>> begin Provided records

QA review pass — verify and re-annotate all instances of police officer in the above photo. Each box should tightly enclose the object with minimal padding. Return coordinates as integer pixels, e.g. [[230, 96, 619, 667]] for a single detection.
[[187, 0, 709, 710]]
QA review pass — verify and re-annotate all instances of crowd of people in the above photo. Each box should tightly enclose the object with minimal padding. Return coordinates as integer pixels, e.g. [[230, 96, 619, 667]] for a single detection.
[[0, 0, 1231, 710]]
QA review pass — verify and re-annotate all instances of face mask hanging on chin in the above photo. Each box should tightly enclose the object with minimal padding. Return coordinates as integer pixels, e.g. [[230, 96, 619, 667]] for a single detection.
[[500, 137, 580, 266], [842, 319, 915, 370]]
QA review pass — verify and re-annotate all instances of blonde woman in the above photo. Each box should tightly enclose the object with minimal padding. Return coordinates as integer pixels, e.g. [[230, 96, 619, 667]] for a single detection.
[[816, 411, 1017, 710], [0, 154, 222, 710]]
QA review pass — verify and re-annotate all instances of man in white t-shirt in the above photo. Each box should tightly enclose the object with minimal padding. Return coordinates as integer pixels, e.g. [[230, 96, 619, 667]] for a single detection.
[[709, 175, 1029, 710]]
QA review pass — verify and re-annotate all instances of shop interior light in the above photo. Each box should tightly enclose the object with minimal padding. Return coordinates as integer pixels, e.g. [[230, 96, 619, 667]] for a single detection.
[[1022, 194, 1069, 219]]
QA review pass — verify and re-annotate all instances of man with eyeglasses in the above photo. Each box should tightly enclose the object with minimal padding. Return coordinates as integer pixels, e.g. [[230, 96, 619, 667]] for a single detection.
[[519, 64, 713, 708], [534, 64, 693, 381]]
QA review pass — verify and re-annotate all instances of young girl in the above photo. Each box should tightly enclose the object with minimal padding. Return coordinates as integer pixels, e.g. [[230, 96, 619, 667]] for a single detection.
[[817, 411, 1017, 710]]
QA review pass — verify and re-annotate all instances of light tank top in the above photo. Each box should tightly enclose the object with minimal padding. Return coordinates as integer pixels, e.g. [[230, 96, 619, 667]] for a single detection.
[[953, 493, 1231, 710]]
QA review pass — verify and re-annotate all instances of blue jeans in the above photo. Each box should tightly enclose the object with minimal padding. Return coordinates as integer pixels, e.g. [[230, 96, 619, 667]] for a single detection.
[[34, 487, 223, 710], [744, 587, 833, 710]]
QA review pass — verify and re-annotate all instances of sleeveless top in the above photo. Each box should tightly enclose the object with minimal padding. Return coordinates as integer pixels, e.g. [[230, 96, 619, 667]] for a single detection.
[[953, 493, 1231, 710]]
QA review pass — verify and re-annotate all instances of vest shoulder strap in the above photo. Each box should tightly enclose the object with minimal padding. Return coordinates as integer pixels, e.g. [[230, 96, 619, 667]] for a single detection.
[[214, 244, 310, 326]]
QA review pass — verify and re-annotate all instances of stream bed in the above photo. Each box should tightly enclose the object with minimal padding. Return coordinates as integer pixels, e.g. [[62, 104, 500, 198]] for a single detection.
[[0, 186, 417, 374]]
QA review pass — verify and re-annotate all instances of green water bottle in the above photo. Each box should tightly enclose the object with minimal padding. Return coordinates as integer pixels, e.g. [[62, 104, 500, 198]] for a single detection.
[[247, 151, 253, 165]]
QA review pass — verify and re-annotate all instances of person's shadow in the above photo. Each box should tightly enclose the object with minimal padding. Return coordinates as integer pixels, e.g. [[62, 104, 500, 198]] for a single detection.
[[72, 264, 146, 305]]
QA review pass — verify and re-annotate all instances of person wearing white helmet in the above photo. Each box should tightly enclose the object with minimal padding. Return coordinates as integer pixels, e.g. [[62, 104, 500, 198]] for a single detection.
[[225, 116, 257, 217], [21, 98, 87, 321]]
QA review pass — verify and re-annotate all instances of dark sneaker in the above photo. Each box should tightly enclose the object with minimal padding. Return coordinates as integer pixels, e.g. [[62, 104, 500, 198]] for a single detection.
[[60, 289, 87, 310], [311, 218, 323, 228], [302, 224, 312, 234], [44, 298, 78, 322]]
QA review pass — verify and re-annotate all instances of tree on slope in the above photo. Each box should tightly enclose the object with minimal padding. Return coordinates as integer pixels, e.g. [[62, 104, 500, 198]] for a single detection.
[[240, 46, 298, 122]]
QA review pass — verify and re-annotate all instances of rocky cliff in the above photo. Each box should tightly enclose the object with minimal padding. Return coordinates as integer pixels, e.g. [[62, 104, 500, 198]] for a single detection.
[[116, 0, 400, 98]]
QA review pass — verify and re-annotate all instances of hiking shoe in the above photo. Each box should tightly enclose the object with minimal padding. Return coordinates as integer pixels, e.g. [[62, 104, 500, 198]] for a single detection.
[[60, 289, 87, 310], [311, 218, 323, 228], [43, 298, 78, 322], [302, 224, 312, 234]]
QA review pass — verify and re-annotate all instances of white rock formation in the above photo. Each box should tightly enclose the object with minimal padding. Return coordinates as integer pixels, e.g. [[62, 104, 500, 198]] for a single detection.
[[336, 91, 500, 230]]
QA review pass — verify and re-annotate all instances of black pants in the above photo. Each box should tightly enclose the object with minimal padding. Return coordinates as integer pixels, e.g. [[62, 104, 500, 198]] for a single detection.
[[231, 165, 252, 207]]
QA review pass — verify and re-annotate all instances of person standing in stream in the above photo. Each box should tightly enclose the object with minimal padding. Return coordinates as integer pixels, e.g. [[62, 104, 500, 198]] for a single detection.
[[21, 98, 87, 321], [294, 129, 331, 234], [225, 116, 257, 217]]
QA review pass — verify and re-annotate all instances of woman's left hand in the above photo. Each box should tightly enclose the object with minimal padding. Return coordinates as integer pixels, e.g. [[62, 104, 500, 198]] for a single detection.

>> end Provided records

▸ Exercise directions: Put every line from the first line of the items through the line containing "[[0, 0, 1231, 710]]", both included, into a numbered list, leaving out blank lines.

▸ Output of the exercise:
1. QA review pass — verify and re-annotate all instances of police officer in the above photo. Each box should tightly enclose the object with minimal padding. Return coordinates as integer pixels, e.g. [[230, 96, 619, 667]] for a single detection.
2. [[187, 0, 709, 710]]
3. QA review pass — verify and re-annotate all instances of crowd of people in the above photo. Each box should tightly enclose the object with minimal padding. Return coordinates as integer pixels, e.g. [[230, 96, 619, 667]] for a single detection.
4. [[0, 0, 1231, 710]]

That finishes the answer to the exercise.